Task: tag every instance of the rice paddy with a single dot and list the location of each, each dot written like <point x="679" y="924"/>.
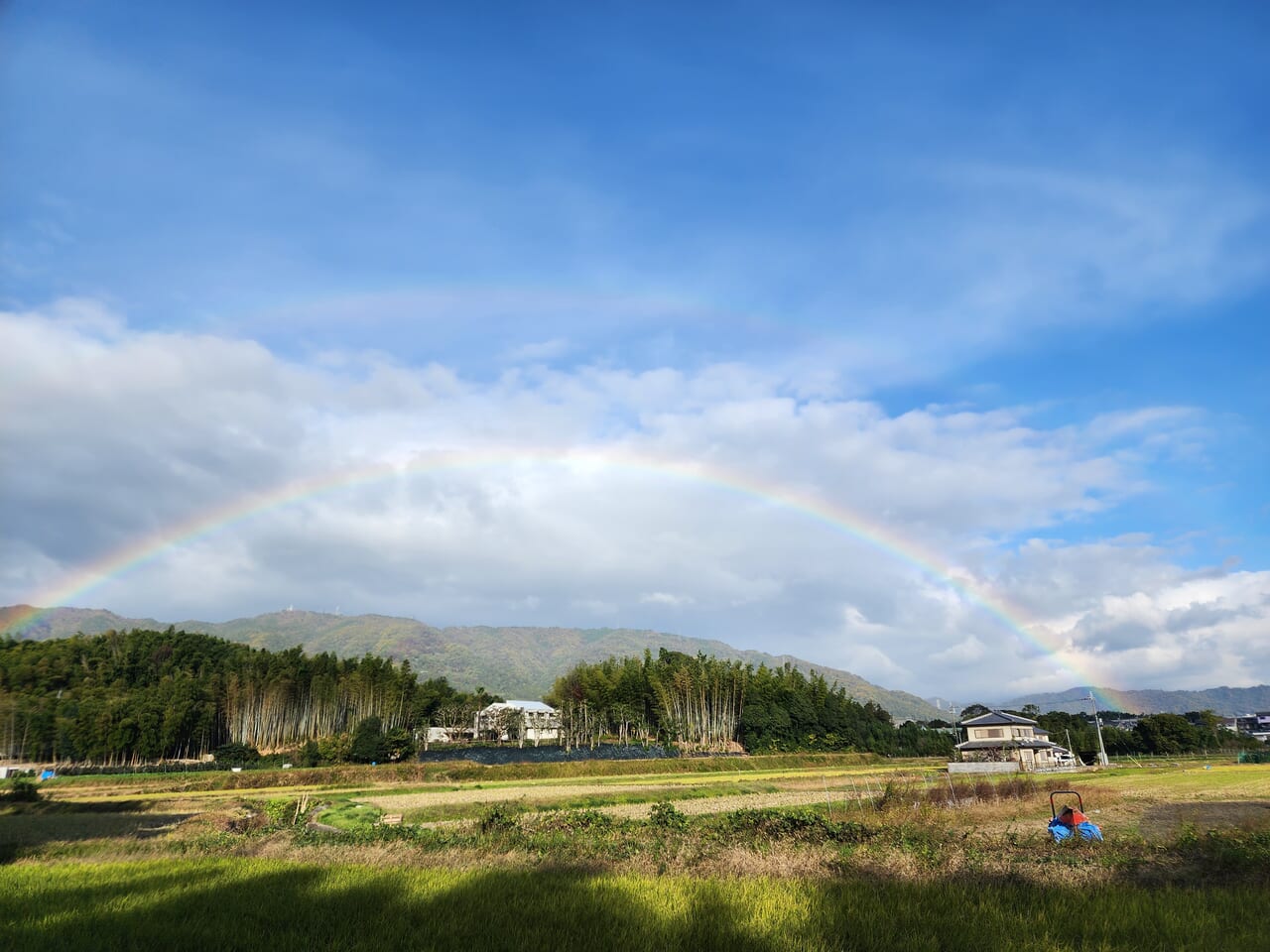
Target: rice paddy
<point x="820" y="857"/>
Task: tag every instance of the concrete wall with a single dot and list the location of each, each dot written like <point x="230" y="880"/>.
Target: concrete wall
<point x="984" y="767"/>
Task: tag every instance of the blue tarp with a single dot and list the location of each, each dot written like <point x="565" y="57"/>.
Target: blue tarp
<point x="1086" y="830"/>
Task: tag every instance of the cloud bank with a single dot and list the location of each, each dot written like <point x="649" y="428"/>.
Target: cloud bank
<point x="114" y="434"/>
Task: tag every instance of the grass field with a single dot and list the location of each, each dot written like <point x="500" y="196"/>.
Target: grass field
<point x="762" y="855"/>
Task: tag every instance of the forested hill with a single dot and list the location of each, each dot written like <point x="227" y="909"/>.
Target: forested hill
<point x="1228" y="702"/>
<point x="512" y="661"/>
<point x="148" y="694"/>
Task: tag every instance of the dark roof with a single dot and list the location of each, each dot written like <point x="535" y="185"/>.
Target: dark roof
<point x="1033" y="743"/>
<point x="996" y="717"/>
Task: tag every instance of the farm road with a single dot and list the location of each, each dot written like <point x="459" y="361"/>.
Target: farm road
<point x="400" y="802"/>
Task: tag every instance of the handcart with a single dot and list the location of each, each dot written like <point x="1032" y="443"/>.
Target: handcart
<point x="1066" y="823"/>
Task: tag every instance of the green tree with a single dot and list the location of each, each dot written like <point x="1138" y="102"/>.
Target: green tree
<point x="367" y="744"/>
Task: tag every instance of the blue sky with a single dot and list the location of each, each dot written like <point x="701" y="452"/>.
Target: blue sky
<point x="1017" y="255"/>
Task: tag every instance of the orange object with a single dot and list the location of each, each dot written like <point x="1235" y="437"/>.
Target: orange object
<point x="1072" y="817"/>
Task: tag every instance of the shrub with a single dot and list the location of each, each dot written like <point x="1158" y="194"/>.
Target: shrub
<point x="22" y="792"/>
<point x="235" y="756"/>
<point x="807" y="825"/>
<point x="499" y="817"/>
<point x="665" y="816"/>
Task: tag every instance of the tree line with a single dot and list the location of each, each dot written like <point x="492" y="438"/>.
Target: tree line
<point x="710" y="705"/>
<point x="143" y="696"/>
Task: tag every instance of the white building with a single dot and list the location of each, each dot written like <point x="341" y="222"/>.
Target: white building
<point x="518" y="720"/>
<point x="1001" y="737"/>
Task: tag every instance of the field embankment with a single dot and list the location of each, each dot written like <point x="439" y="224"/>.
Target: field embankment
<point x="763" y="855"/>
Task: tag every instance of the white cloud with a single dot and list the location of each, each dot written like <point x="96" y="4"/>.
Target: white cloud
<point x="706" y="502"/>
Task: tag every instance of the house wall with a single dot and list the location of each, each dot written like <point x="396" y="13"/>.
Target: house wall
<point x="1001" y="733"/>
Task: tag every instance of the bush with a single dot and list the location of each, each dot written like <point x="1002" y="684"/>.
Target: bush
<point x="235" y="756"/>
<point x="367" y="744"/>
<point x="806" y="825"/>
<point x="499" y="817"/>
<point x="22" y="792"/>
<point x="665" y="816"/>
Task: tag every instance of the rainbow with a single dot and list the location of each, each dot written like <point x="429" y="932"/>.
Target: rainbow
<point x="841" y="520"/>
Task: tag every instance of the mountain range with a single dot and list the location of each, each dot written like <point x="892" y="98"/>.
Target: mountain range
<point x="1227" y="702"/>
<point x="512" y="661"/>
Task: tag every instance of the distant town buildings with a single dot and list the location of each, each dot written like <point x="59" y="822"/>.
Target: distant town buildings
<point x="1254" y="725"/>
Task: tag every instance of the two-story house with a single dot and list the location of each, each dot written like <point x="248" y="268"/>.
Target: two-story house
<point x="1003" y="737"/>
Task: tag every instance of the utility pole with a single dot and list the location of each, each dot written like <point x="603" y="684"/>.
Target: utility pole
<point x="1097" y="726"/>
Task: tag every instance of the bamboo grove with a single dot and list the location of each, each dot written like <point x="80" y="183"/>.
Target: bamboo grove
<point x="146" y="696"/>
<point x="706" y="703"/>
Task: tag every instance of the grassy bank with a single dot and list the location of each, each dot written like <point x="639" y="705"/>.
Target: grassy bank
<point x="258" y="902"/>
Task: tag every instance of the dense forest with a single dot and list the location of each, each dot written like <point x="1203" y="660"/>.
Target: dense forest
<point x="148" y="696"/>
<point x="705" y="703"/>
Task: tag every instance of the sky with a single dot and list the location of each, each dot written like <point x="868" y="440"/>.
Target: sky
<point x="925" y="341"/>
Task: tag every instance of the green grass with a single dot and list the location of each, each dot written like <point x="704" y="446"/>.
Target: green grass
<point x="345" y="815"/>
<point x="249" y="904"/>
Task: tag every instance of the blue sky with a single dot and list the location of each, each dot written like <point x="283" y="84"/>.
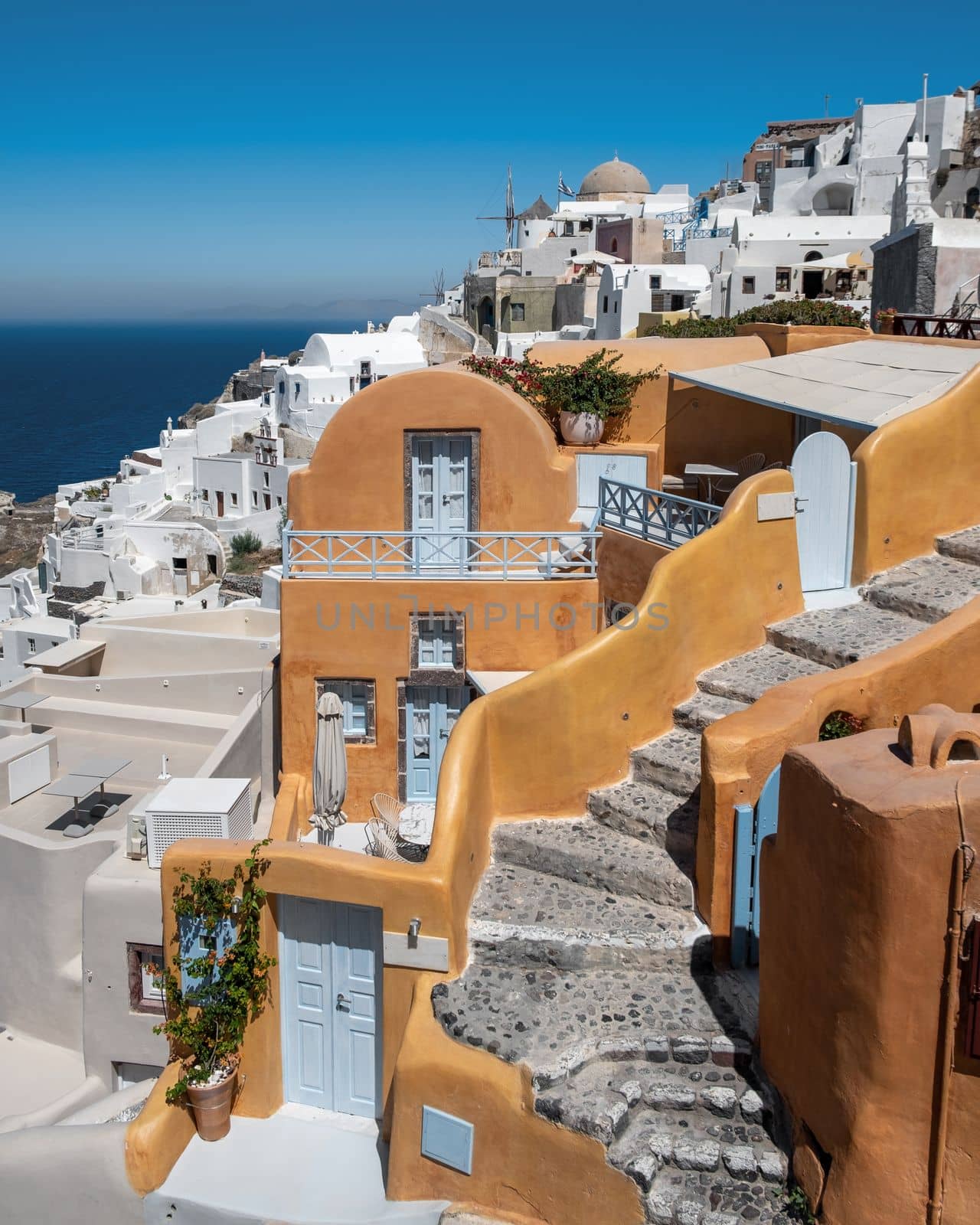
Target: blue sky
<point x="165" y="158"/>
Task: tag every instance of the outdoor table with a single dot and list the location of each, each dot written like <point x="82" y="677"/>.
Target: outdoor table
<point x="101" y="769"/>
<point x="416" y="824"/>
<point x="81" y="782"/>
<point x="710" y="472"/>
<point x="75" y="787"/>
<point x="22" y="702"/>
* * *
Description of the task:
Print all of the lines above word for word, without the pictures.

Solution for this problem:
Task: tag every instance of the rice paddy with a single dot and list the location of each, each dot written like <point x="679" y="924"/>.
Target: rice paddy
<point x="820" y="857"/>
Task: tag every instance of the concrete wall with a single dot and list the location of each, each dot written like <point x="230" y="880"/>.
Target: concrete wall
<point x="984" y="767"/>
Task: tag every instance of the blue tarp with a single dot and list the location of each, each dot written like <point x="565" y="57"/>.
Target: blue tarp
<point x="1086" y="830"/>
Task: tag every instance of the cloud bank with a single dot and list the location of each, each dot written like <point x="649" y="428"/>.
Target: cloud bank
<point x="114" y="434"/>
Task: tag every instance of the grass field with a single dot and list the location of each, each dot written like <point x="500" y="196"/>.
Target: grass field
<point x="762" y="855"/>
Task: tag every instance of the forested hill with a single dot and list the location of each, each dot written like <point x="227" y="909"/>.
Target: forested hill
<point x="1228" y="702"/>
<point x="512" y="661"/>
<point x="148" y="694"/>
Task: tag every instance of the dark roof with a single dot and list the location of each, each dot written like <point x="535" y="185"/>.
Target: dark roof
<point x="1033" y="743"/>
<point x="996" y="717"/>
Task: tag every instance of the farm road with a single dot and list the location of each, each dot written like <point x="459" y="361"/>.
Target: farm road
<point x="400" y="802"/>
Task: tag every instance of the handcart with a single dot and list the location of each, each dot written like <point x="1032" y="443"/>.
Target: handcart
<point x="1066" y="823"/>
Task: tag every instance of the green tree with a single dot and list the location of each, each dot written like <point x="1138" y="102"/>.
Target: green tree
<point x="367" y="744"/>
Task: tag every instance of the blue sky with a single dot and list the location of each, each dot written like <point x="701" y="452"/>.
Target: blue sky
<point x="1017" y="255"/>
Task: tag every instance of the orange object with a single dot and list the location of each, each dot written like <point x="1235" y="437"/>.
Target: orange object
<point x="1072" y="817"/>
Task: tag every instance of the shrub with a single dot and list the location of each, each dot written like <point x="1158" y="194"/>.
Target: shrub
<point x="22" y="792"/>
<point x="235" y="756"/>
<point x="807" y="825"/>
<point x="499" y="817"/>
<point x="665" y="816"/>
Task: tag every instance of the tree line with a single dot and list the location of each, each dot written like <point x="492" y="438"/>.
Target: tree line
<point x="710" y="705"/>
<point x="143" y="696"/>
Task: tag every instance of the white building with a single dot and list the location of each, each dot written like <point x="341" y="222"/>.
Target: white building
<point x="518" y="720"/>
<point x="1001" y="737"/>
Task: tag every instance of the field embankment with a single dot and list the location of each, each dot written like <point x="439" y="224"/>.
Target: field embankment
<point x="763" y="855"/>
Task: tag every instance of the white cloud with a single dot and list the location of each, each dot written like <point x="96" y="4"/>.
Target: white cloud
<point x="706" y="502"/>
Task: tag every instance of the house wall with a single dot and list the location of each, each dot written like <point x="396" y="13"/>.
Target: house wall
<point x="1001" y="733"/>
Task: tag every instance of the bush with a single dot and list the location of each, each dot written like <point x="1002" y="684"/>.
Target: bush
<point x="235" y="756"/>
<point x="367" y="744"/>
<point x="806" y="825"/>
<point x="499" y="817"/>
<point x="22" y="792"/>
<point x="665" y="816"/>
Task: tag every instance of the rainbow with a single dot and list the location of each, each dot written like <point x="429" y="932"/>.
Target: rainbow
<point x="841" y="520"/>
Task: tag every instance of the mountain range with a single dot and list the location of each, each dot written like <point x="892" y="98"/>.
Target: mountain range
<point x="1227" y="702"/>
<point x="512" y="661"/>
Task: tag every instance of the distant town buildings with a single dot and list the location of each, each dot written like <point x="59" y="822"/>.
Target: distant town buildings
<point x="1254" y="725"/>
Task: tag every instance of the two-story house with a single dot and list the location of each, each dot written like <point x="248" y="268"/>.
Target: two-story house
<point x="1003" y="737"/>
Task: tag every instance of the utility pole with a single dot and list the location of each, each dot written like <point x="603" y="684"/>.
Target: utility pole
<point x="1097" y="726"/>
Task: tag every instance of the bamboo grove with a single dot and list the location of each, each dot written like <point x="80" y="183"/>.
Target: bamboo grove
<point x="146" y="696"/>
<point x="706" y="703"/>
Task: tag every instance of the grassy bank with a single dot and list the location of each, each dot written like <point x="639" y="705"/>.
Target: grassy bank
<point x="258" y="902"/>
Task: tag every instance of the dense forest with a single dot and list the location of each, each dot written like <point x="1203" y="660"/>.
Target: dense forest
<point x="148" y="696"/>
<point x="705" y="703"/>
Task: tag every instance of the sky with a single dot and list the location of each, each dot written like <point x="868" y="440"/>.
Target: sky
<point x="925" y="341"/>
Task: tag every instance of the green grass with a single dot and list the location of each, each dot written like <point x="704" y="446"/>.
Target: green grass
<point x="345" y="815"/>
<point x="249" y="904"/>
Task: tag every instance of the blue sky with a single dot and list the location of each, each dot written like <point x="283" y="84"/>.
Target: blue sky
<point x="165" y="158"/>
Task: tag every instance of the outdoor table with a single dot and list the location of each, each dot written like <point x="82" y="677"/>.
Target: outdoor table
<point x="101" y="769"/>
<point x="416" y="824"/>
<point x="81" y="782"/>
<point x="710" y="472"/>
<point x="75" y="787"/>
<point x="22" y="702"/>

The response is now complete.